## PAGE EXCERPT
--- start ---

This cosmological perspective has no precise precedent in the literary traditions that have addressed the human soul’s relationship to the cosmos. The Stoics’ logos governs the cosmos and the human soul simultaneously, requiring alignment with rational necessity. Medieval cosmological theology places the cosmos above the soul as the framework of providential governance. The Romantics encounter the cosmos as the sublimely indifferent natural world whose vastness places human aspiration in proportion. In each tradition, the cosmic structure occupies a position above or outside the soul’s projects. Dr. Bemanian’s poem advances the claim that the cosmic structure takes sides — that the globes, planets, and orbits are organized, at the level of their deepest physical function, on the side of the soul that has construed its consciousness through persistent effort and refuses the extraneous. The cosmos is not merely the context of the tenacious soul’s pursuit; it is its structural ally.
The cosmological perspective is the poem’s outermost philosophical frame. It establishes that the adoring prayer occurs within a universe that is not neutral. The prayer does not rise into a void that simply receives or rejects; it rises within planetary structures that have already positioned themselves as the prayer’s protection. This frame gives the rest of the poem — the unrequited lament, the seabirds’ forfeiture, the companion’s thermodynamic work — their full philosophical weight. The companion who congeals the beloved’s presence into permanence does so not against an indifferent cosmos but within one that has organized its enclosed geometries to protect precisely this kind of sustained, determined, resolved activity.

--- end ---

## RECORD EXTRACTS
--- start ---

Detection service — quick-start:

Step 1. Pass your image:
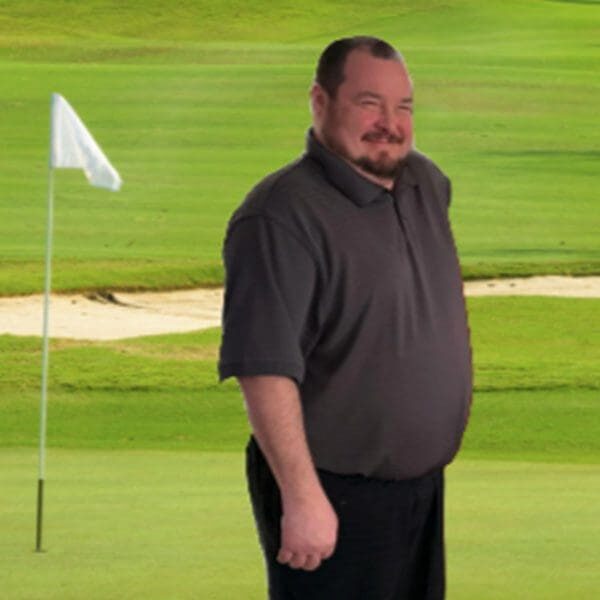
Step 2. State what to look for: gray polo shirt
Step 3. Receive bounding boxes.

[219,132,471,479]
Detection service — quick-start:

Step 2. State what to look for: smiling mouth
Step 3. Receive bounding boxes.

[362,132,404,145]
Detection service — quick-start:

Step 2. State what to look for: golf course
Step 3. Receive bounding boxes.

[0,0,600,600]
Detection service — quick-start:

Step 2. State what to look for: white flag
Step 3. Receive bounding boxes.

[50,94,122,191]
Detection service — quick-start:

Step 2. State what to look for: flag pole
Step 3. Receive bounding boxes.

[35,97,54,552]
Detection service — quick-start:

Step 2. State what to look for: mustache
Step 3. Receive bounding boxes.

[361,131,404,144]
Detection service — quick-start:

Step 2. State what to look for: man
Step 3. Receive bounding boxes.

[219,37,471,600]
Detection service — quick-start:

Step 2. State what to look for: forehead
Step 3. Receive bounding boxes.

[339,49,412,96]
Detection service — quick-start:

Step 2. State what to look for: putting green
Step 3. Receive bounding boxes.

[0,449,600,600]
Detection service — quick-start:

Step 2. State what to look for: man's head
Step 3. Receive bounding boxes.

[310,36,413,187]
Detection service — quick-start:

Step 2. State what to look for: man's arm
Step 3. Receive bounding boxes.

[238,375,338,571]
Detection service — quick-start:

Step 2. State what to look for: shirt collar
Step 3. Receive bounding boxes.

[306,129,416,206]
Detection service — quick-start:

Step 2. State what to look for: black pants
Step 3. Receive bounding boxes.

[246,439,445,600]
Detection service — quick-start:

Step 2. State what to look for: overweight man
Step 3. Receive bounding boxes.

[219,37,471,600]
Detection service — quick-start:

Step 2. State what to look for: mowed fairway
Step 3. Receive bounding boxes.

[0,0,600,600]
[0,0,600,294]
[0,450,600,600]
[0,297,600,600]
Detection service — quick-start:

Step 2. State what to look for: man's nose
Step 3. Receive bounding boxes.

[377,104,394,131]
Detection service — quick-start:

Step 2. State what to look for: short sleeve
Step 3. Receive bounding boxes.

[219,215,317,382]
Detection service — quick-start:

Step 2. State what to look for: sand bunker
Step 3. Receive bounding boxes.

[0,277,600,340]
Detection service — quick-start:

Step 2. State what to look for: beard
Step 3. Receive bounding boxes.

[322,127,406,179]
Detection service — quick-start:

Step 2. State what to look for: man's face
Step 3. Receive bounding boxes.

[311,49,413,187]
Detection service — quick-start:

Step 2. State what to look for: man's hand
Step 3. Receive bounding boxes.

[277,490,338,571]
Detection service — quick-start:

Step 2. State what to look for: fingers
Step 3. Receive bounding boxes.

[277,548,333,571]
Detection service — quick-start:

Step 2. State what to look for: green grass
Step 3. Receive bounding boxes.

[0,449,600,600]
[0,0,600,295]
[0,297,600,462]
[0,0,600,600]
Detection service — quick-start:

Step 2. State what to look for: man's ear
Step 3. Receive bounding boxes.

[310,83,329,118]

--- end ---
--- start ---

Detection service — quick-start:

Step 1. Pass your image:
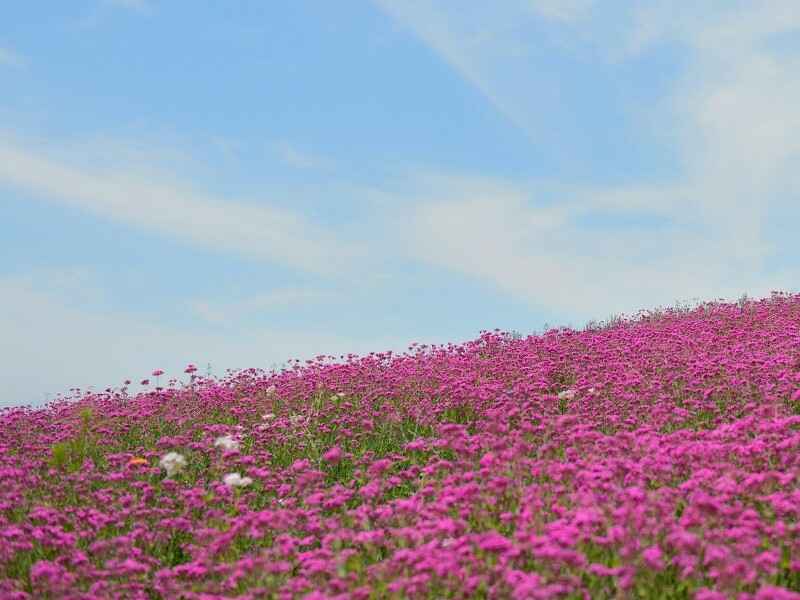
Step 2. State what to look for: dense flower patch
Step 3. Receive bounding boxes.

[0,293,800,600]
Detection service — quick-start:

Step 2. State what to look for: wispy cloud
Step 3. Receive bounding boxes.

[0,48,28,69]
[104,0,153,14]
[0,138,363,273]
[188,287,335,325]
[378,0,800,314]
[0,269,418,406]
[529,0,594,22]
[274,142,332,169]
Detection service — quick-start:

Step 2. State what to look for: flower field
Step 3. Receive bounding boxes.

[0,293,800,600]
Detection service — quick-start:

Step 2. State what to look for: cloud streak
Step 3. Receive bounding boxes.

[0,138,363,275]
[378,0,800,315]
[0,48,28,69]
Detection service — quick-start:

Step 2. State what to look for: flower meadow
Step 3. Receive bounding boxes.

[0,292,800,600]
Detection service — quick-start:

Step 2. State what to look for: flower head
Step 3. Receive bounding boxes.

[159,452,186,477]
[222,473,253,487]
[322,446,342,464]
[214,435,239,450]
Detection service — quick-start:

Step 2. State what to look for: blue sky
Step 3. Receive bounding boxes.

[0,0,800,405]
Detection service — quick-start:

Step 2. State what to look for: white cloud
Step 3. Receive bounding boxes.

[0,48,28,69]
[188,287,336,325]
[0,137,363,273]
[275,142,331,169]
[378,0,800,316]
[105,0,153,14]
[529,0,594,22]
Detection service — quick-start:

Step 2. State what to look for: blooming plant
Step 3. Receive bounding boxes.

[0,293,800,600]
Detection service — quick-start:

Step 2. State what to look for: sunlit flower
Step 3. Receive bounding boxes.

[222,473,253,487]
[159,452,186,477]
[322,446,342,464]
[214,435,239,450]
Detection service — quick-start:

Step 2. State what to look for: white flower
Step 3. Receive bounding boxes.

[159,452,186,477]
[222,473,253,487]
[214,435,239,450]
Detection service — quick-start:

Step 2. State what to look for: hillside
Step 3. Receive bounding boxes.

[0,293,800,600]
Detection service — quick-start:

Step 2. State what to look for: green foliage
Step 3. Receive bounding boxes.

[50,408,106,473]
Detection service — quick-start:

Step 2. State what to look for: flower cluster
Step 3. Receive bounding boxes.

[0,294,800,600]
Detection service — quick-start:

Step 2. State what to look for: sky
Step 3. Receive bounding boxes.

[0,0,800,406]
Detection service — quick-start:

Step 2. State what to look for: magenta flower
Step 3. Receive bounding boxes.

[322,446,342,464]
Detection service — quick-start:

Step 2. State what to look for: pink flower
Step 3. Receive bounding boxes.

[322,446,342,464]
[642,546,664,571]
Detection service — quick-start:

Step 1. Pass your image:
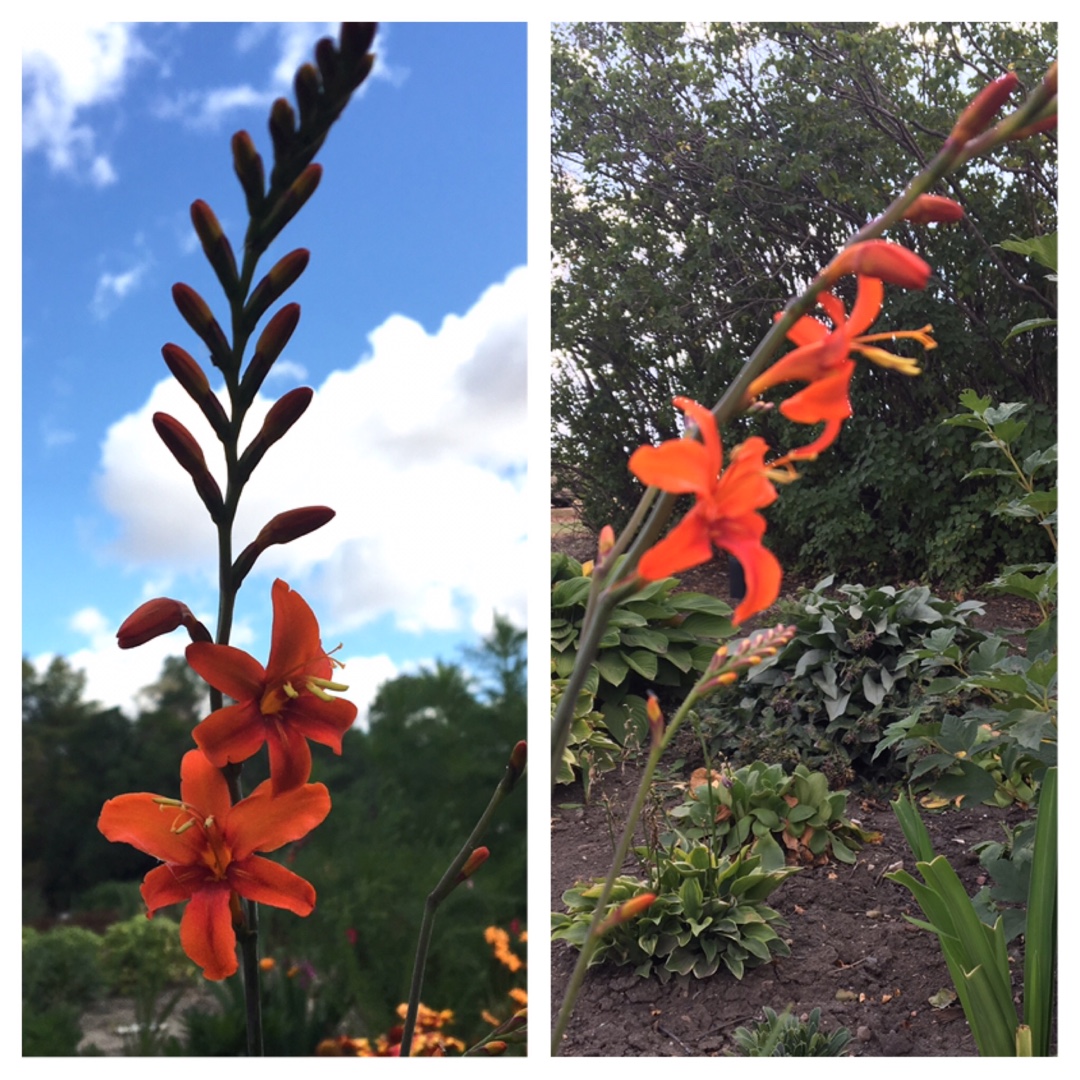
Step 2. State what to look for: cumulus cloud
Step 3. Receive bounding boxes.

--- end ---

## GIVEN PROBLEM 1
From the poem commentary above, set down the stretch from "The cosmological perspective" through "determined, resolved activity." word for word.
## GIVEN PROBLEM 2
In the poem commentary, how do the Romantics encounter the cosmos?

## FINISHED ANSWER 1
The cosmological perspective is the poem’s outermost philosophical frame. It establishes that the adoring prayer occurs within a universe that is not neutral. The prayer does not rise into a void that simply receives or rejects; it rises within planetary structures that have already positioned themselves as the prayer’s protection. This frame gives the rest of the poem — the unrequited lament, the seabirds’ forfeiture, the companion’s thermodynamic work — their full philosophical weight. The companion who congeals the beloved’s presence into permanence does so not against an indifferent cosmos but within one that has organized its enclosed geometries to protect precisely this kind of sustained, determined, resolved activity.

## FINISHED ANSWER 2
They encounter it as the sublimely indifferent natural world whose vastness places human aspiration in proportion.